— Text provided —
________________

I'd say that it's probably on the truck right now (this is assuming the final customs release was before 8am)... how far from YVR do you live?

I know that it's nerve wracking waiting for the DHL truck.

When I got my visa returned (3 years ago, also via DHL), it arrived at about 10:30am... I was living near 72nd & Scott Road (on the Delta side... no Surrey jokes, please) and my now husband (who was over on a visit) and I were out when it arrived.

Good luck to you... I hope the truck arrives soon!


----------



## twee (Feb 1, 2014)

WestCoastCanadianGirl said:


> *glances up at the clock and notes it's 1 p.m. in Vancouver* I'd say that it's probably on the truck right now... how far from YVR do you live? I know that it's nerve wracking waiting for the DHL truck. When I got my visa returned (also via DHL), it arrived at about 10:30am... I was living near 72nd & Scott Road (on the Delta side... no Surrey jokes, please) and my now husband (who was over on a visit) and I were out when it arrived. Good luck to you... I hope the truck arrives soon!

________________

— Given request 1 —
In one to three sentences, please explain why the writer of the forum post about the DHL delivery believes the package is probably on the truck already.
— Given request 2 —
According to the forum post about the DHL delivery, at about what time did the writer's returned visa arrive?
The data that comes next is not needed for anything here.

— Entries provided —
________________

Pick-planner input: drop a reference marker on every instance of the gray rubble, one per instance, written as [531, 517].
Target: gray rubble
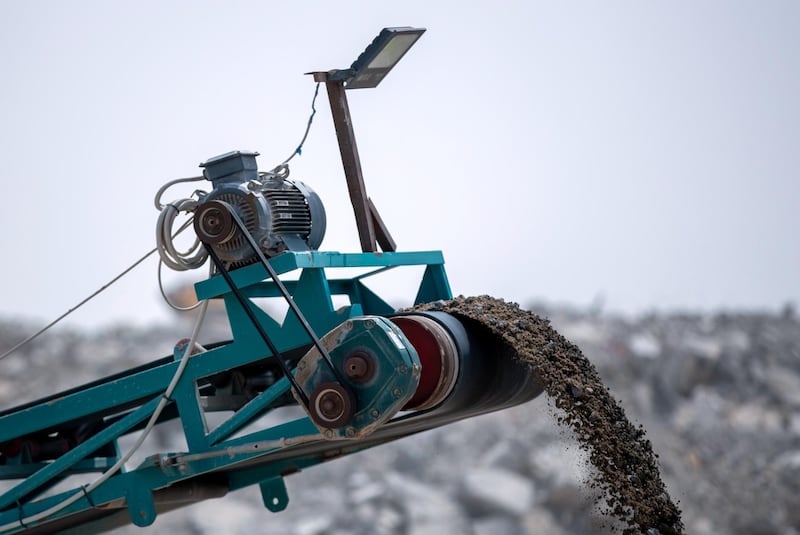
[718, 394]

________________

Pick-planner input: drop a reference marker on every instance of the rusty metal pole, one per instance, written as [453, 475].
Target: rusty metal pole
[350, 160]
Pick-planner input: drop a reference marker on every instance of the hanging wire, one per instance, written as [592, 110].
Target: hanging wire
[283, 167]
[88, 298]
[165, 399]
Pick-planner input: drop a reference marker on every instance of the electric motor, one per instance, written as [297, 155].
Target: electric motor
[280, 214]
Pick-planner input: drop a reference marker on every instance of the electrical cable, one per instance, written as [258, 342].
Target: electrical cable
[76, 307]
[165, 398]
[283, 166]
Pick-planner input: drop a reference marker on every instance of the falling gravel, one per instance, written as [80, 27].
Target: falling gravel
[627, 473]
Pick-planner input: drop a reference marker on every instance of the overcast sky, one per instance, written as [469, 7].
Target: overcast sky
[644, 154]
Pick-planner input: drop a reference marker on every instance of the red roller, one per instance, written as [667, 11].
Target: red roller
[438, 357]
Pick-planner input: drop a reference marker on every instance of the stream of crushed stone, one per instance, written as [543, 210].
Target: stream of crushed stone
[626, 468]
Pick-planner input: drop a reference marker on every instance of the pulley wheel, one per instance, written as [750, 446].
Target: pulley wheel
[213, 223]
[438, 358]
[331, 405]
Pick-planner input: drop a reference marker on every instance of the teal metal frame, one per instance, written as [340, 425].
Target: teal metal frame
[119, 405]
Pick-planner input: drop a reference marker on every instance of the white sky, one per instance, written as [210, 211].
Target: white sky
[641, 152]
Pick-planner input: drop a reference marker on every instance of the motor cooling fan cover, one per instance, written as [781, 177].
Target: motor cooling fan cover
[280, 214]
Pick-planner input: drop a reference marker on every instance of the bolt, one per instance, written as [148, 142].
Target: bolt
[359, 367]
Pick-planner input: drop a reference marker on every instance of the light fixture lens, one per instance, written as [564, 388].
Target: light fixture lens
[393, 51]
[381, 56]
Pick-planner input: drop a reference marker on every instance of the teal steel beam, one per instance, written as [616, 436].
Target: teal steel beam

________________

— Written reply 1 —
The writer thinks the package is probably on the truck because they are assuming the final customs release happened before 8am.

— Written reply 2 —
It arrived at about 10:30am.